:: YOUR OBJECTIVE ::
Would you set down all of the entries below exactly as they stand?

-.-.-

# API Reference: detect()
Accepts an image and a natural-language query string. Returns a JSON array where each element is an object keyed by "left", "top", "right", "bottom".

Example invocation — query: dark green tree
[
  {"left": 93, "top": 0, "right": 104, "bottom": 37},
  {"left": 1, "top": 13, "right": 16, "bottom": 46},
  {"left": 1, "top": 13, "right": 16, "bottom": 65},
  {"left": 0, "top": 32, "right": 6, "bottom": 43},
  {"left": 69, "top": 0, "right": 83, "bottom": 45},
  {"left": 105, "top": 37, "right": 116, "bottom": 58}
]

-.-.-

:: EXERCISE RESPONSE ::
# API Reference: detect()
Accepts an image and a natural-language query string. Returns a JSON array where each element is an object keyed by "left", "top", "right", "bottom".

Example invocation — query: dark green tree
[
  {"left": 93, "top": 0, "right": 104, "bottom": 37},
  {"left": 1, "top": 13, "right": 16, "bottom": 46},
  {"left": 1, "top": 13, "right": 16, "bottom": 65},
  {"left": 0, "top": 32, "right": 6, "bottom": 43},
  {"left": 69, "top": 0, "right": 83, "bottom": 45},
  {"left": 105, "top": 37, "right": 116, "bottom": 58}
]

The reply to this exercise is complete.